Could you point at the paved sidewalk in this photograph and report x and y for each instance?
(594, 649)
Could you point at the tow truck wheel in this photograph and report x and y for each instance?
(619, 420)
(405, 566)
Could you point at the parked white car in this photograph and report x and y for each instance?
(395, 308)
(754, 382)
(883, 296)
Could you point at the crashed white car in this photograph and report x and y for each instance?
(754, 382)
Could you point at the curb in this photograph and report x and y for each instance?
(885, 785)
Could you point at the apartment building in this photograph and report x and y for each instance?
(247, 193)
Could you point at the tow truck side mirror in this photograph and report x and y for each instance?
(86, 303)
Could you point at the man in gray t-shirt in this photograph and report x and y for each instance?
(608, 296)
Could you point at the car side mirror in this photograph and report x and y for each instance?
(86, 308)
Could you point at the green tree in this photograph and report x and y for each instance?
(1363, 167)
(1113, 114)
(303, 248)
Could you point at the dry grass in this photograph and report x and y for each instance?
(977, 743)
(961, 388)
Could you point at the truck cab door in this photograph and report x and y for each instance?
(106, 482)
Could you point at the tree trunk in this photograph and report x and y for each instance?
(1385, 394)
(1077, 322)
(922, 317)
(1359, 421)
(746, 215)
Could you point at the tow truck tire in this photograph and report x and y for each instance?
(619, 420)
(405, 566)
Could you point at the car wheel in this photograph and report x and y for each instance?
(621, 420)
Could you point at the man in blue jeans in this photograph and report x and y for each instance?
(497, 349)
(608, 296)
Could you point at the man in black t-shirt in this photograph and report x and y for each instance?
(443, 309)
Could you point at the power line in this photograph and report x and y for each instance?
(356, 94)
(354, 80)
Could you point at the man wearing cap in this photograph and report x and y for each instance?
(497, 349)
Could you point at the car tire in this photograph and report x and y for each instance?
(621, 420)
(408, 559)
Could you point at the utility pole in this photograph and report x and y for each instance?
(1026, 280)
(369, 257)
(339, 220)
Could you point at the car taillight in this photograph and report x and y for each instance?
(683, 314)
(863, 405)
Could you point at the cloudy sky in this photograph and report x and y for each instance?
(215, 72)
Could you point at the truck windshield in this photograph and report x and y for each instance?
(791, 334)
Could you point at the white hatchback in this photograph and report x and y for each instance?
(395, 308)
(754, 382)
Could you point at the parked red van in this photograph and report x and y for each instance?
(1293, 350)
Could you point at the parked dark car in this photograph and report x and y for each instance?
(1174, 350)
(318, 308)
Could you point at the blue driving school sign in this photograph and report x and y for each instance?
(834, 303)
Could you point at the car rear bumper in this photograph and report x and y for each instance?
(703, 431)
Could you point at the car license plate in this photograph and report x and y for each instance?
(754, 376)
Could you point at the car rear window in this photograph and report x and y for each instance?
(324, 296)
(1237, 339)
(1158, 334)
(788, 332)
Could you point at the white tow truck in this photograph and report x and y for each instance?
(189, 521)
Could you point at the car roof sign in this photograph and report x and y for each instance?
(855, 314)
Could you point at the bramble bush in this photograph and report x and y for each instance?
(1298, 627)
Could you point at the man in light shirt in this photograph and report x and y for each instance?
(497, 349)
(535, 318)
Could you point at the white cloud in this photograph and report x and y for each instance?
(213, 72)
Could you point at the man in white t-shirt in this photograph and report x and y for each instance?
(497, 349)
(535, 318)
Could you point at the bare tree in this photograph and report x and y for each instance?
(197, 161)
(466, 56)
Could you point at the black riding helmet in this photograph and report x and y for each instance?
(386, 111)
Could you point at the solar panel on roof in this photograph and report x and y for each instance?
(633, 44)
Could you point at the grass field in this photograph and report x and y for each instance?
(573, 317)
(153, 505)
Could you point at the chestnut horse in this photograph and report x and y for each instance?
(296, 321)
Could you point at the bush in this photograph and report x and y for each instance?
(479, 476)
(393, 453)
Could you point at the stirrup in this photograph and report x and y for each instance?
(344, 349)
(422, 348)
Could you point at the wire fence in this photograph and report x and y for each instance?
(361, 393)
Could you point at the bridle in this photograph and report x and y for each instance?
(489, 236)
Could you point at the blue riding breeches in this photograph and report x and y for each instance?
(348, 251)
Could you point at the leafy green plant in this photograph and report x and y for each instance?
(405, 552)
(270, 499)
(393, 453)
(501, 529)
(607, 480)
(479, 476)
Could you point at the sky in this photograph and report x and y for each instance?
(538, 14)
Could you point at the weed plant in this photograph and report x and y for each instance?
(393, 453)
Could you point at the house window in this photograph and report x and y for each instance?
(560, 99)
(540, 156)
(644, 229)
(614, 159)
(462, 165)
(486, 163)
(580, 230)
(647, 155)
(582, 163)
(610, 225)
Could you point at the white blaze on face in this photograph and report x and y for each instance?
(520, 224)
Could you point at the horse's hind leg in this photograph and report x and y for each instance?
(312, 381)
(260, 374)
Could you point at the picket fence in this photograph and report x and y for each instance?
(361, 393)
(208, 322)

○ ○ ○ ○ ○

-- Do this --
Reproduce the records in full, exactly as written.

-- Written answer --
Could you point at the paved sidewalk in this photograph and report x and y for each instance?
(594, 649)
Could you point at the tow truck wheel in this photograph and report x and y for each instance?
(619, 420)
(405, 566)
Could you point at the parked white car in this photograph and report x and y for each instance?
(395, 308)
(754, 382)
(883, 296)
Could you point at the crashed white car in this photograph and report x and y for each instance?
(754, 382)
Could you point at the curb in this photograph and report x and y for each instance?
(885, 785)
Could you point at the apartment building in this photograph and report x and y for each instance?
(247, 193)
Could you point at the tow truck side mirror in this photograph and report x and y for each instance?
(86, 303)
Could you point at the man in gray t-shirt in this photograph and report x and y for each instance?
(608, 296)
Could you point at the car side mirror in this photograph and report x and y for each instance?
(86, 308)
Could you point at the green tree in this photograph and report x and y for each instance?
(1363, 167)
(1113, 114)
(303, 248)
Could you point at the dry grass in this photograph and report x and y for each instance?
(977, 743)
(961, 388)
Could you point at the truck cab door in this photograph and report x and y for each instance?
(106, 482)
Could you point at the tree trunk in this photograph and report x and y for each instance?
(1385, 394)
(1077, 322)
(922, 317)
(1359, 421)
(746, 215)
Could you point at the tow truck tire in this photograph and report x and y for each instance?
(619, 420)
(405, 566)
Could you point at the car wheel in this photograph and report x and y for each instance?
(621, 420)
Could you point at the man in blue jeans in this photograph and report x and y for each instance?
(497, 349)
(608, 296)
Could you point at the man in black t-shirt in this photograph and report x and y for each instance?
(443, 309)
Could you point at the power line in this photograph and report x and y for each instance?
(356, 94)
(354, 80)
Could you point at the man wearing cap in this photograph and report x and y for each instance?
(497, 349)
Could you point at the car tire in this photograph and report x and y for each instance?
(621, 420)
(408, 559)
Could you point at the utility pole in this photograph and report x and y for each instance?
(1026, 280)
(369, 257)
(339, 220)
Could you point at the car taillight in this photograph and report x and y for each instance?
(683, 314)
(863, 405)
Could you point at the cloudy sky in this photograph and report x and y for each instance?
(215, 72)
Could you point at the truck windshield in this photograph and report x and y for each instance?
(791, 334)
Could you point at the white hatchback in this photograph and report x and y for each instance?
(395, 308)
(754, 382)
Could you point at the parked red van in this photograph and report x and y for each instance?
(1293, 350)
Could you point at the parked dark car in this photograph and report x and y for each instance?
(1174, 350)
(318, 308)
Could you point at the blue driving school sign in this photograph and report x and y for each instance?
(834, 303)
Could you point at the car rear bumper in this photograph and report x and y for each instance?
(703, 431)
Could you point at the car license plate in this photograph and report x and y for each instance?
(754, 376)
Could you point at the car rear window in this photograph and report x and y for each instance?
(324, 296)
(1237, 339)
(1158, 334)
(788, 332)
Could you point at the white tow truck in this photograph and report x and y for each instance?
(189, 521)
Could you point at the car roof sign in this photograph and report x and y for each instance?
(855, 314)
Could you point at the bramble bush in this photograph and report x and y for each instance?
(1298, 627)
Could you point at the man in light shirt in this photograph and report x and y for each instance?
(497, 349)
(535, 318)
Could you point at the white cloud in this photograph and report x and y for each instance?
(213, 72)
Could you point at the man in white t-shirt in this photograph and report x and y for each instance?
(497, 349)
(535, 318)
Could you point at the bare tree in this photograph and report x and y for each instance?
(197, 161)
(466, 56)
Could you point at the black riding helmet in this photograph and report x and y for each instance?
(386, 111)
Could you point at the solar panel on roof in this photograph and report x and y for each instance?
(633, 44)
Could you point at the grass field in this photograph and report x and y for each instance?
(573, 317)
(153, 505)
Could you point at the chestnut horse in this photograph and report x and y for each instance?
(296, 321)
Could you point at the bush in this photograph and report x and y for each instance?
(479, 476)
(393, 453)
Could you point at the stirrup in this photograph and report x and y for each instance?
(344, 349)
(422, 348)
Could you point at the wire fence in this photograph and report x and y for each instance?
(361, 393)
Could you point at the bridle in this photograph and report x and y for each instance?
(489, 236)
Could you point at the blue riding breeches in this photograph and report x and y for each instance?
(348, 251)
Could you point at the leafy green plant in this photograph and report x and y for each instance?
(405, 552)
(270, 499)
(393, 453)
(501, 529)
(607, 480)
(479, 476)
Could you point at the sky in this photograph and report x and y for each instance?
(538, 14)
Could you point at the weed plant in this photograph and report x and y for each instance?
(393, 453)
Could you point at the house window in this photograph and report x and y for each instance?
(560, 99)
(540, 156)
(644, 229)
(614, 159)
(462, 165)
(486, 163)
(580, 230)
(647, 155)
(582, 163)
(610, 225)
Could you point at the white blaze on face in this photograph and report x and y for each instance?
(520, 224)
Could you point at the horse's hind leg in this photograph and report x and y for each instance?
(312, 381)
(260, 374)
Could you point at the picket fence in this photograph and report x and y for each instance?
(361, 393)
(208, 322)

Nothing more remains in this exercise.